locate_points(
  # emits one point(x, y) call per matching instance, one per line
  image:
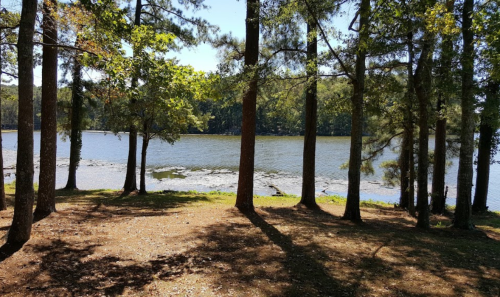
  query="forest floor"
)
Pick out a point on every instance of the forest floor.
point(102, 243)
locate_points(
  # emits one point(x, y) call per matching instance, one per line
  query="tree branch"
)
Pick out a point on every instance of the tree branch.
point(66, 47)
point(352, 22)
point(386, 144)
point(323, 34)
point(10, 74)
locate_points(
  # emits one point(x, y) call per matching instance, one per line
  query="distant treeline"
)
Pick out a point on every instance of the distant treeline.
point(278, 112)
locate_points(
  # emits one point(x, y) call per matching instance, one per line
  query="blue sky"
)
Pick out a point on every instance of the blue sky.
point(229, 15)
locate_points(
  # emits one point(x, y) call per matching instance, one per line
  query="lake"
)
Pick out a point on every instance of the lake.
point(210, 162)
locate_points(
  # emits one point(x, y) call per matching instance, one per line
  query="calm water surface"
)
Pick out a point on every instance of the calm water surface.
point(210, 162)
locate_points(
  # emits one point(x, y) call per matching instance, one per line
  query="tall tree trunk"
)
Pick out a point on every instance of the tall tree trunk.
point(76, 123)
point(130, 184)
point(3, 202)
point(489, 116)
point(308, 172)
point(244, 198)
point(46, 203)
point(130, 177)
point(463, 211)
point(352, 211)
point(423, 81)
point(411, 189)
point(145, 144)
point(20, 230)
point(438, 198)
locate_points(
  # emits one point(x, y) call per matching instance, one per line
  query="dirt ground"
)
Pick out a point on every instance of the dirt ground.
point(205, 247)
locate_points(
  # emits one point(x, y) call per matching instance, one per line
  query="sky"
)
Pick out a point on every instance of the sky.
point(228, 15)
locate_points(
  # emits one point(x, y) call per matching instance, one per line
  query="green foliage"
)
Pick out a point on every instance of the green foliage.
point(9, 22)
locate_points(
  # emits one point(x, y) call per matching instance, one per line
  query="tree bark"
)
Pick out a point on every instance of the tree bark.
point(3, 202)
point(438, 199)
point(406, 157)
point(145, 144)
point(244, 198)
point(463, 210)
point(20, 230)
point(130, 184)
point(352, 211)
point(130, 177)
point(490, 115)
point(423, 81)
point(309, 159)
point(46, 203)
point(76, 122)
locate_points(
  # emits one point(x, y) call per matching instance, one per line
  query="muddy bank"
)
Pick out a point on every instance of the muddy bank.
point(97, 174)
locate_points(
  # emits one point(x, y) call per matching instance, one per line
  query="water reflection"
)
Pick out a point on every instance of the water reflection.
point(167, 174)
point(210, 162)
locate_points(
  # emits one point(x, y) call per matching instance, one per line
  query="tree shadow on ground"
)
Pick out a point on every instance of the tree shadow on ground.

### Directions for this task
Without the pictures, print the whole listing exactly as given.

### Correct response
locate_points(
  # emits one point(x, y) call per matching instance, one per line
  image:
  query="forest floor"
)
Pick out a point on every instance of the forest floor.
point(102, 243)
locate_points(
  # emits one point(x, y) call per matching instance, one per line
  query="tree branch"
)
Pick out a point on every instance of the tree branch.
point(66, 47)
point(352, 22)
point(386, 144)
point(323, 34)
point(10, 74)
locate_points(
  # emits one point(x, y) call per matching instance, one per line
  query="distant treeline"
)
Pick out a point on every instance of the distant treeline.
point(278, 112)
locate_points(
  # emits one point(x, y) call per matching instance, one per line
  query="blue sky"
)
Pick out a point on every instance of the blue sky.
point(229, 15)
locate_points(
  # emits one point(x, y) call per matching instance, one per line
  query="lake"
)
Pick out a point on every instance of the lake.
point(210, 162)
locate_points(
  # emits one point(x, y) call per matching instance, one per line
  query="calm water surface"
)
Pick out a point on every instance of the calm water surface.
point(210, 162)
locate_points(
  # emits one point(x, y) call per matching instance, one per line
  query="tall tree trunk"
)
Pick out a point on every instance of the tall tree trunk.
point(76, 123)
point(130, 184)
point(3, 202)
point(489, 116)
point(308, 172)
point(244, 198)
point(46, 203)
point(130, 177)
point(463, 211)
point(352, 211)
point(423, 81)
point(411, 189)
point(145, 144)
point(20, 230)
point(438, 198)
locate_points(
  # emits one point(x, y) call per matching instance, one per line
  query="dirt ground"
)
Pick out a point on every instance of the dirt ground.
point(205, 247)
locate_points(
  # emits one point(x, y) call per matching instance, one per line
  query="sky"
)
Pick out a point on every instance of the sky.
point(228, 15)
locate_points(
  # emits one point(x, y) call per matching instance, one per line
  query="green foliage"
)
Pick out a point on every instance of the green foliage.
point(9, 22)
locate_points(
  # emits one point(x, y) call per matching instance, one per line
  query="tree bark"
)
Pick out a point on every instance of the tree bark.
point(3, 202)
point(438, 199)
point(406, 157)
point(145, 144)
point(244, 198)
point(463, 210)
point(20, 230)
point(130, 184)
point(352, 211)
point(130, 177)
point(490, 115)
point(423, 81)
point(309, 159)
point(46, 203)
point(76, 122)
locate_points(
  # emits one point(x, y) call per matching instance, one per line
  query="muddy bank"
)
Pick out a point on every instance of the muddy bank.
point(97, 174)
locate_points(
  # emits one point(x, y) call per matching instance, one per line
  query="water reflection"
)
Pick out a point on every instance of the water reflection.
point(167, 174)
point(210, 162)
locate_points(
  # emits one point(x, y) call per matching instance, one per line
  query="tree shadow on ground"
)
Pick out a point on every instance of the tree shadow on ground.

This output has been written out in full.